### Exercise instructions
Would you give again, exactly as written, the lines from the opening of the records to the line with "Target: eyeglasses", that line included and pictures excluded?

### Data extract
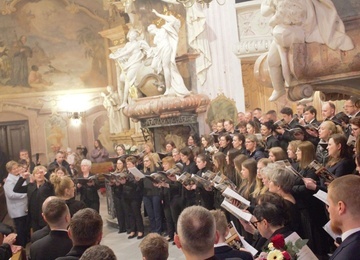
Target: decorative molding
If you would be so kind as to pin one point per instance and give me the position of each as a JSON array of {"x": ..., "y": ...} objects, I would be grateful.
[{"x": 170, "y": 121}]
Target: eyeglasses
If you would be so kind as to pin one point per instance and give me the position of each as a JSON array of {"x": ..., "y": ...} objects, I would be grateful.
[{"x": 255, "y": 223}]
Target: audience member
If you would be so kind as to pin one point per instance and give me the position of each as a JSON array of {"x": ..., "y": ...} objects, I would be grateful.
[
  {"x": 57, "y": 243},
  {"x": 223, "y": 250},
  {"x": 344, "y": 211},
  {"x": 154, "y": 247},
  {"x": 196, "y": 233},
  {"x": 85, "y": 230},
  {"x": 100, "y": 252}
]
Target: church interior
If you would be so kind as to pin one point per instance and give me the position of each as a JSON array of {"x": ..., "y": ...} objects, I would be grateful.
[{"x": 64, "y": 83}]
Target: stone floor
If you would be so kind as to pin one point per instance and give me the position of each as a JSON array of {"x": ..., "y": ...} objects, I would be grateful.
[{"x": 123, "y": 247}]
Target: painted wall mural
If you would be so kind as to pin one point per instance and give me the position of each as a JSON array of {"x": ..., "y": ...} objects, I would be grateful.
[{"x": 51, "y": 45}]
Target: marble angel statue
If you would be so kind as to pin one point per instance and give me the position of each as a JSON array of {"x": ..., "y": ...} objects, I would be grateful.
[
  {"x": 166, "y": 40},
  {"x": 130, "y": 58},
  {"x": 294, "y": 21}
]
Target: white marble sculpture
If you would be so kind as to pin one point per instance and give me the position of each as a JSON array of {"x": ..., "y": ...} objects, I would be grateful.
[
  {"x": 166, "y": 40},
  {"x": 130, "y": 59},
  {"x": 112, "y": 104},
  {"x": 295, "y": 21}
]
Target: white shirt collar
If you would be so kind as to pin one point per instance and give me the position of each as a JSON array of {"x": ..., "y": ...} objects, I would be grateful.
[{"x": 349, "y": 232}]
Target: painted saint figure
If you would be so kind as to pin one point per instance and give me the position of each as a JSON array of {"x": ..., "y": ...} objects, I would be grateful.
[{"x": 166, "y": 40}]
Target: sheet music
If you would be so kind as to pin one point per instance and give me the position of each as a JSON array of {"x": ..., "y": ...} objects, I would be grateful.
[
  {"x": 229, "y": 192},
  {"x": 134, "y": 171},
  {"x": 245, "y": 244},
  {"x": 328, "y": 230},
  {"x": 305, "y": 252},
  {"x": 321, "y": 195},
  {"x": 236, "y": 211}
]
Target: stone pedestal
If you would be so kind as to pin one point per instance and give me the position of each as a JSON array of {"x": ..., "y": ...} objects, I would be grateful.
[{"x": 168, "y": 118}]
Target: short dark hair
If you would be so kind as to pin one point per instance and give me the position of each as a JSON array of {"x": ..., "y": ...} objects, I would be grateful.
[
  {"x": 98, "y": 252},
  {"x": 311, "y": 109},
  {"x": 154, "y": 247},
  {"x": 274, "y": 214},
  {"x": 86, "y": 227},
  {"x": 287, "y": 111},
  {"x": 54, "y": 210}
]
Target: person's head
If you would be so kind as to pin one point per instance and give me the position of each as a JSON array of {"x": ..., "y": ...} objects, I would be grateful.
[
  {"x": 355, "y": 126},
  {"x": 231, "y": 155},
  {"x": 305, "y": 154},
  {"x": 291, "y": 149},
  {"x": 229, "y": 125},
  {"x": 63, "y": 186},
  {"x": 56, "y": 213},
  {"x": 207, "y": 140},
  {"x": 300, "y": 109},
  {"x": 12, "y": 167},
  {"x": 85, "y": 227},
  {"x": 309, "y": 114},
  {"x": 249, "y": 170},
  {"x": 196, "y": 232},
  {"x": 169, "y": 146},
  {"x": 344, "y": 203},
  {"x": 351, "y": 106},
  {"x": 131, "y": 161},
  {"x": 262, "y": 163},
  {"x": 221, "y": 224},
  {"x": 257, "y": 113},
  {"x": 60, "y": 157},
  {"x": 327, "y": 128},
  {"x": 266, "y": 128},
  {"x": 154, "y": 247},
  {"x": 225, "y": 140},
  {"x": 201, "y": 161},
  {"x": 85, "y": 165},
  {"x": 277, "y": 154},
  {"x": 97, "y": 144},
  {"x": 328, "y": 110},
  {"x": 238, "y": 141},
  {"x": 251, "y": 142},
  {"x": 337, "y": 146},
  {"x": 270, "y": 217},
  {"x": 120, "y": 149},
  {"x": 149, "y": 148},
  {"x": 240, "y": 117},
  {"x": 39, "y": 174},
  {"x": 281, "y": 181},
  {"x": 168, "y": 162},
  {"x": 252, "y": 127},
  {"x": 98, "y": 252},
  {"x": 219, "y": 161},
  {"x": 61, "y": 171},
  {"x": 149, "y": 162},
  {"x": 176, "y": 154},
  {"x": 120, "y": 165},
  {"x": 271, "y": 115},
  {"x": 194, "y": 139},
  {"x": 248, "y": 116},
  {"x": 186, "y": 155},
  {"x": 286, "y": 114},
  {"x": 220, "y": 125},
  {"x": 24, "y": 154}
]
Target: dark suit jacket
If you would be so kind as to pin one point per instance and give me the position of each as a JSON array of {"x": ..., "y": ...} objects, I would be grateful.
[
  {"x": 224, "y": 252},
  {"x": 54, "y": 245},
  {"x": 75, "y": 253},
  {"x": 348, "y": 249}
]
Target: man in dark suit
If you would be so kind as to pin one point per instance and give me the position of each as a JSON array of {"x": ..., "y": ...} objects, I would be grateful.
[
  {"x": 344, "y": 211},
  {"x": 85, "y": 230},
  {"x": 223, "y": 250},
  {"x": 57, "y": 243}
]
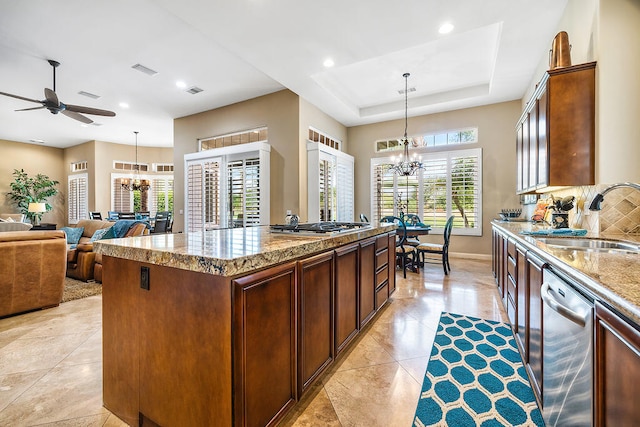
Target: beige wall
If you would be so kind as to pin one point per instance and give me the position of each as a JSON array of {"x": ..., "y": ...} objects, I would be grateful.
[
  {"x": 607, "y": 31},
  {"x": 310, "y": 116},
  {"x": 279, "y": 112},
  {"x": 34, "y": 159},
  {"x": 496, "y": 136}
]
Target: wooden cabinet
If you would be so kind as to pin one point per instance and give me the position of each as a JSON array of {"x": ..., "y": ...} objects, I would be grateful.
[
  {"x": 346, "y": 295},
  {"x": 160, "y": 338},
  {"x": 555, "y": 136},
  {"x": 367, "y": 285},
  {"x": 264, "y": 350},
  {"x": 617, "y": 372},
  {"x": 315, "y": 318}
]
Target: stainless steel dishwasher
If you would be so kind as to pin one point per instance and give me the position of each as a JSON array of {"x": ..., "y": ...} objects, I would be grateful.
[{"x": 567, "y": 352}]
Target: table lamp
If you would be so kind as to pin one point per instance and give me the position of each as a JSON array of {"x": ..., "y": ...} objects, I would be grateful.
[{"x": 37, "y": 209}]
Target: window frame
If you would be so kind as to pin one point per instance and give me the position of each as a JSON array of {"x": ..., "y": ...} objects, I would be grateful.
[{"x": 76, "y": 177}]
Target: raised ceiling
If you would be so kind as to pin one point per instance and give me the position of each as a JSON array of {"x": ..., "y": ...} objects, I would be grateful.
[{"x": 241, "y": 49}]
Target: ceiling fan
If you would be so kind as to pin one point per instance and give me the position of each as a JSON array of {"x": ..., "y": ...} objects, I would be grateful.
[{"x": 52, "y": 103}]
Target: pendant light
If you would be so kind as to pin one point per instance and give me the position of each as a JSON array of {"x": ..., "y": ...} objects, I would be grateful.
[
  {"x": 404, "y": 165},
  {"x": 135, "y": 183}
]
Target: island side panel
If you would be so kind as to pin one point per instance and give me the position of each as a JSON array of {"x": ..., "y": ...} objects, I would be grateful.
[
  {"x": 265, "y": 345},
  {"x": 120, "y": 339},
  {"x": 183, "y": 341}
]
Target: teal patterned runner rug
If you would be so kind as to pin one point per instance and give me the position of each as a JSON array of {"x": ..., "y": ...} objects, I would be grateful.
[{"x": 475, "y": 377}]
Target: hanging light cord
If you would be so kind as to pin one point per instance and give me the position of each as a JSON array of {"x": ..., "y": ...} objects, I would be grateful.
[{"x": 406, "y": 104}]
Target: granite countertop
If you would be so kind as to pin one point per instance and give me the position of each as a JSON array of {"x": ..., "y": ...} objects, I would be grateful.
[
  {"x": 228, "y": 252},
  {"x": 612, "y": 277}
]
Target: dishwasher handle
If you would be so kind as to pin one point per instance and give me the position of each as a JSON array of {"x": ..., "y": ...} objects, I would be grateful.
[{"x": 554, "y": 304}]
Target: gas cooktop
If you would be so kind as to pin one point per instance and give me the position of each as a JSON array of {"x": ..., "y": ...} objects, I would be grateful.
[{"x": 315, "y": 228}]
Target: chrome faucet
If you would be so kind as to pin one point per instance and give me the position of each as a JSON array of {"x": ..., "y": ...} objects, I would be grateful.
[{"x": 597, "y": 200}]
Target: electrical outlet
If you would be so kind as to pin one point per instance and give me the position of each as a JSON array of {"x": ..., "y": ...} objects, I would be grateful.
[{"x": 144, "y": 278}]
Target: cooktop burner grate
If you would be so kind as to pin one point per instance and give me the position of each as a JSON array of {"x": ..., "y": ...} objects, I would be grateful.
[{"x": 318, "y": 227}]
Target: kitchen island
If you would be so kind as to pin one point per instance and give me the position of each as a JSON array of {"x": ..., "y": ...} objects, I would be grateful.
[
  {"x": 232, "y": 327},
  {"x": 586, "y": 359}
]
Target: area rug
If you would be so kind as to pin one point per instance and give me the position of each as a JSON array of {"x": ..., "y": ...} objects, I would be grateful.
[
  {"x": 76, "y": 289},
  {"x": 475, "y": 377}
]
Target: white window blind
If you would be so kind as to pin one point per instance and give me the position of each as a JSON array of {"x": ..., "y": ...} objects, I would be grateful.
[
  {"x": 78, "y": 198},
  {"x": 329, "y": 184},
  {"x": 449, "y": 184}
]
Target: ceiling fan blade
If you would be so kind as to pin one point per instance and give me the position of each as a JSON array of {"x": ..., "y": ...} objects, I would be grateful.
[
  {"x": 89, "y": 110},
  {"x": 29, "y": 109},
  {"x": 20, "y": 97},
  {"x": 51, "y": 97},
  {"x": 76, "y": 116}
]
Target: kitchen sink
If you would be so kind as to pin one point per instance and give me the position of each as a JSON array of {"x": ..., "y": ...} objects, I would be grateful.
[{"x": 589, "y": 244}]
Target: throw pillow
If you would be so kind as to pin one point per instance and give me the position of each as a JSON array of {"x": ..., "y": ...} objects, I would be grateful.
[
  {"x": 73, "y": 234},
  {"x": 99, "y": 234},
  {"x": 110, "y": 234}
]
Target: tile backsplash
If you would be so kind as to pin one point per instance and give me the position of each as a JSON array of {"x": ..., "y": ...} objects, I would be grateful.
[{"x": 620, "y": 212}]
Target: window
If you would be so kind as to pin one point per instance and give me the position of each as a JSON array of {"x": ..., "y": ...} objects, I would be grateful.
[
  {"x": 228, "y": 140},
  {"x": 78, "y": 198},
  {"x": 79, "y": 166},
  {"x": 228, "y": 187},
  {"x": 158, "y": 198},
  {"x": 444, "y": 138},
  {"x": 322, "y": 138},
  {"x": 449, "y": 184},
  {"x": 329, "y": 184}
]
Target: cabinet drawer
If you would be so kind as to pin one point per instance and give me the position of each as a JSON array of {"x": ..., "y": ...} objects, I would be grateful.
[
  {"x": 511, "y": 268},
  {"x": 382, "y": 276},
  {"x": 382, "y": 258},
  {"x": 511, "y": 288},
  {"x": 382, "y": 295}
]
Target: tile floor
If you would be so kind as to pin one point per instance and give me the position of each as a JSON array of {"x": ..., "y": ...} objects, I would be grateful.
[{"x": 51, "y": 360}]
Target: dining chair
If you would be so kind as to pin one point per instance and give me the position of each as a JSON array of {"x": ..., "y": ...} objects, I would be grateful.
[
  {"x": 405, "y": 253},
  {"x": 438, "y": 249},
  {"x": 412, "y": 219}
]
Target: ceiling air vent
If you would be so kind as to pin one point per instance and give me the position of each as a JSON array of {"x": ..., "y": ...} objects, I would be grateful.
[
  {"x": 148, "y": 71},
  {"x": 88, "y": 94},
  {"x": 411, "y": 89},
  {"x": 193, "y": 90}
]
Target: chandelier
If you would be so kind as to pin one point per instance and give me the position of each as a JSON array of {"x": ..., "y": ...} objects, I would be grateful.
[
  {"x": 405, "y": 165},
  {"x": 135, "y": 183}
]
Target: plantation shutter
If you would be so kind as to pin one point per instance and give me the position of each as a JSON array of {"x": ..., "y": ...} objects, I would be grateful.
[
  {"x": 78, "y": 203},
  {"x": 435, "y": 191},
  {"x": 465, "y": 190}
]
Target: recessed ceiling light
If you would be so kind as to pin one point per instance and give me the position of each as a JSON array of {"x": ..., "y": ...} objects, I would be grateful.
[{"x": 446, "y": 28}]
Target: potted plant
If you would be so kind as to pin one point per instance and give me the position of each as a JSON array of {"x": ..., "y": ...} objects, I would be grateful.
[{"x": 26, "y": 189}]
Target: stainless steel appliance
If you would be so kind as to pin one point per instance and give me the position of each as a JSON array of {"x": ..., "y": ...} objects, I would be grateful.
[
  {"x": 318, "y": 228},
  {"x": 567, "y": 348}
]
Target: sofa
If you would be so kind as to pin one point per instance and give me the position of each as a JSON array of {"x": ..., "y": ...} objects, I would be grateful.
[
  {"x": 32, "y": 270},
  {"x": 80, "y": 257}
]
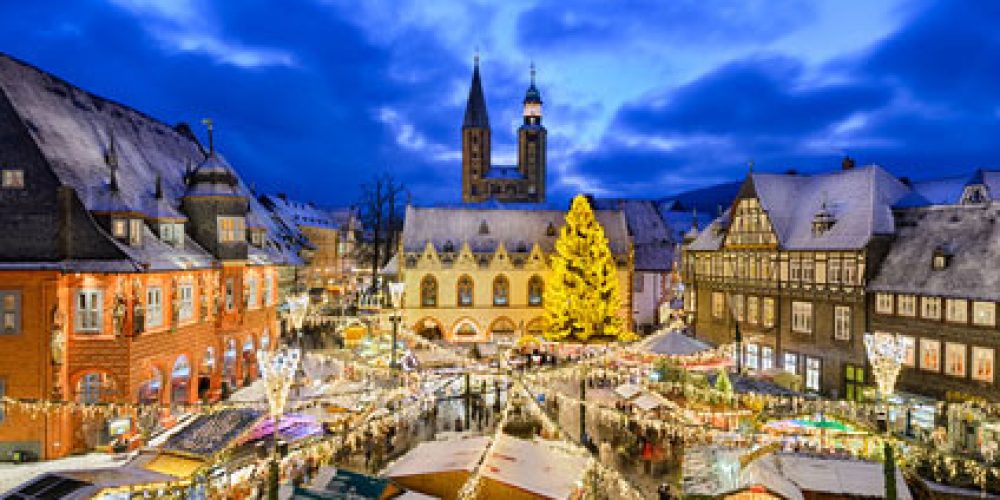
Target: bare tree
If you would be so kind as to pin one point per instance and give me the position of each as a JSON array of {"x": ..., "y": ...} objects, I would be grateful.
[{"x": 380, "y": 210}]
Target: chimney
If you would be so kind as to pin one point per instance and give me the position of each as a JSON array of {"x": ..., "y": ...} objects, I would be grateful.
[{"x": 847, "y": 163}]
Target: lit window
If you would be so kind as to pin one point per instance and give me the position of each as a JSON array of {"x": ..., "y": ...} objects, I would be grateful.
[
  {"x": 718, "y": 305},
  {"x": 792, "y": 362},
  {"x": 907, "y": 305},
  {"x": 88, "y": 311},
  {"x": 154, "y": 306},
  {"x": 883, "y": 303},
  {"x": 13, "y": 179},
  {"x": 982, "y": 364},
  {"x": 232, "y": 229},
  {"x": 802, "y": 317},
  {"x": 186, "y": 309},
  {"x": 768, "y": 312},
  {"x": 813, "y": 366},
  {"x": 842, "y": 323},
  {"x": 957, "y": 310},
  {"x": 984, "y": 313},
  {"x": 930, "y": 307},
  {"x": 930, "y": 355},
  {"x": 10, "y": 312}
]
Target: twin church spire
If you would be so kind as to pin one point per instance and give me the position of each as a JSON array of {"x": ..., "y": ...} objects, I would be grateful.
[{"x": 481, "y": 180}]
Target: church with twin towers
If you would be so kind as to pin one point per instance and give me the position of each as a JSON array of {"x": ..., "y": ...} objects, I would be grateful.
[{"x": 481, "y": 180}]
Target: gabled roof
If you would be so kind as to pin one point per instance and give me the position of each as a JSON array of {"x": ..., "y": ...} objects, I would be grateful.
[
  {"x": 475, "y": 108},
  {"x": 972, "y": 234},
  {"x": 860, "y": 200},
  {"x": 512, "y": 227}
]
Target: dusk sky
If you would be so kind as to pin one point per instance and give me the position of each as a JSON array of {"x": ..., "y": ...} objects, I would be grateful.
[{"x": 642, "y": 98}]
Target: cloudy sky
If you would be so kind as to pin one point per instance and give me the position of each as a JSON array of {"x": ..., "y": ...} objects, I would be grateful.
[{"x": 642, "y": 98}]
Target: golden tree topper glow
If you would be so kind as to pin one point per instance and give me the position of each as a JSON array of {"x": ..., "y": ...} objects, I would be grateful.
[{"x": 582, "y": 298}]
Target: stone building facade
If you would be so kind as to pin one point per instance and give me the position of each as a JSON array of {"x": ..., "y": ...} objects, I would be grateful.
[
  {"x": 789, "y": 262},
  {"x": 479, "y": 274},
  {"x": 481, "y": 180},
  {"x": 135, "y": 267}
]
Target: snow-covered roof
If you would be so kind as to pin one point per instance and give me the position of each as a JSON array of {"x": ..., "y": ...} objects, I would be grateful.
[
  {"x": 969, "y": 233},
  {"x": 81, "y": 135},
  {"x": 512, "y": 227},
  {"x": 860, "y": 201}
]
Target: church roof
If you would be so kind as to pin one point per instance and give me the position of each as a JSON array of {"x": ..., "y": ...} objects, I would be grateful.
[
  {"x": 512, "y": 227},
  {"x": 475, "y": 108}
]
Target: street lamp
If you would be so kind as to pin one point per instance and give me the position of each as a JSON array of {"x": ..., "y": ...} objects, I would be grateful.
[
  {"x": 886, "y": 353},
  {"x": 396, "y": 289},
  {"x": 278, "y": 370},
  {"x": 297, "y": 307}
]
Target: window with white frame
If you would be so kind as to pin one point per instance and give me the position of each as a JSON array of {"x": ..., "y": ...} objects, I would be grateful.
[
  {"x": 718, "y": 305},
  {"x": 268, "y": 289},
  {"x": 154, "y": 306},
  {"x": 957, "y": 310},
  {"x": 813, "y": 373},
  {"x": 930, "y": 355},
  {"x": 930, "y": 307},
  {"x": 185, "y": 292},
  {"x": 737, "y": 304},
  {"x": 768, "y": 317},
  {"x": 842, "y": 322},
  {"x": 10, "y": 312},
  {"x": 766, "y": 357},
  {"x": 135, "y": 232},
  {"x": 984, "y": 313},
  {"x": 982, "y": 364},
  {"x": 907, "y": 305},
  {"x": 252, "y": 292},
  {"x": 232, "y": 229},
  {"x": 791, "y": 362},
  {"x": 955, "y": 356},
  {"x": 909, "y": 350},
  {"x": 88, "y": 311},
  {"x": 802, "y": 317},
  {"x": 752, "y": 358},
  {"x": 883, "y": 303},
  {"x": 13, "y": 178}
]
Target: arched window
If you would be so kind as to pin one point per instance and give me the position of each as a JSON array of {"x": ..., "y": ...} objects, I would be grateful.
[
  {"x": 464, "y": 289},
  {"x": 501, "y": 291},
  {"x": 428, "y": 291},
  {"x": 95, "y": 388},
  {"x": 535, "y": 288}
]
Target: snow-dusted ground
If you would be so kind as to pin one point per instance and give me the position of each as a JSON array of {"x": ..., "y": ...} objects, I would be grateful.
[{"x": 12, "y": 475}]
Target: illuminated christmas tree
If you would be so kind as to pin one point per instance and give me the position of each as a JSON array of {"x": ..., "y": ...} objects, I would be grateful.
[{"x": 581, "y": 299}]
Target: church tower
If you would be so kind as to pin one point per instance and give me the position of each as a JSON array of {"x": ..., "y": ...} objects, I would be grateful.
[
  {"x": 531, "y": 144},
  {"x": 475, "y": 142}
]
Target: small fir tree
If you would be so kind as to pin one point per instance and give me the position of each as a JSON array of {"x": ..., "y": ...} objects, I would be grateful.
[{"x": 582, "y": 298}]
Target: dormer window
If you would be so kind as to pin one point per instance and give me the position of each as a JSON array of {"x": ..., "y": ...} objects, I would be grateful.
[
  {"x": 135, "y": 232},
  {"x": 975, "y": 194},
  {"x": 13, "y": 178},
  {"x": 119, "y": 228}
]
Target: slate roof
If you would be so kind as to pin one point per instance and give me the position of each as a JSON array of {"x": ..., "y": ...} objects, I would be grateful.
[
  {"x": 970, "y": 233},
  {"x": 74, "y": 130},
  {"x": 510, "y": 226},
  {"x": 860, "y": 200}
]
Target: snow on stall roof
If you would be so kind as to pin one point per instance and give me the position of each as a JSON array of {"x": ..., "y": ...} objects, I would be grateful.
[
  {"x": 433, "y": 457},
  {"x": 972, "y": 235},
  {"x": 546, "y": 468},
  {"x": 512, "y": 227}
]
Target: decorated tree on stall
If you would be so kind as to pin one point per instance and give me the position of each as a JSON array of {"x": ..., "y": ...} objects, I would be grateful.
[{"x": 582, "y": 298}]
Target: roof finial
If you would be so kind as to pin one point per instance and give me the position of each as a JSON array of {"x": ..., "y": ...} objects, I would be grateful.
[{"x": 208, "y": 123}]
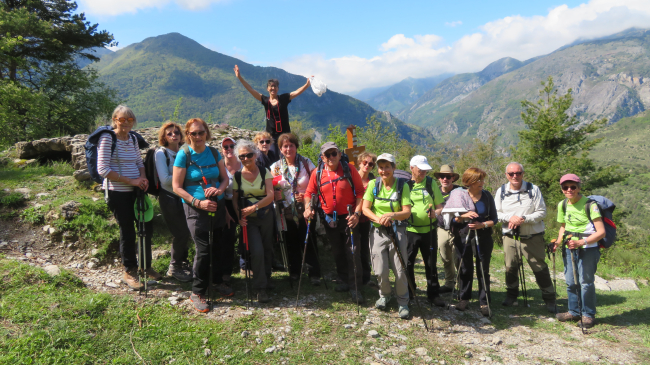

### Result for this exercise
Target: decorative molding
If you would be so kind as to pin one point per instance and give me the position of each as a JSON array of {"x": ..., "y": ...} objects, I would be grateful.
[{"x": 170, "y": 121}]
Target: eyeglasses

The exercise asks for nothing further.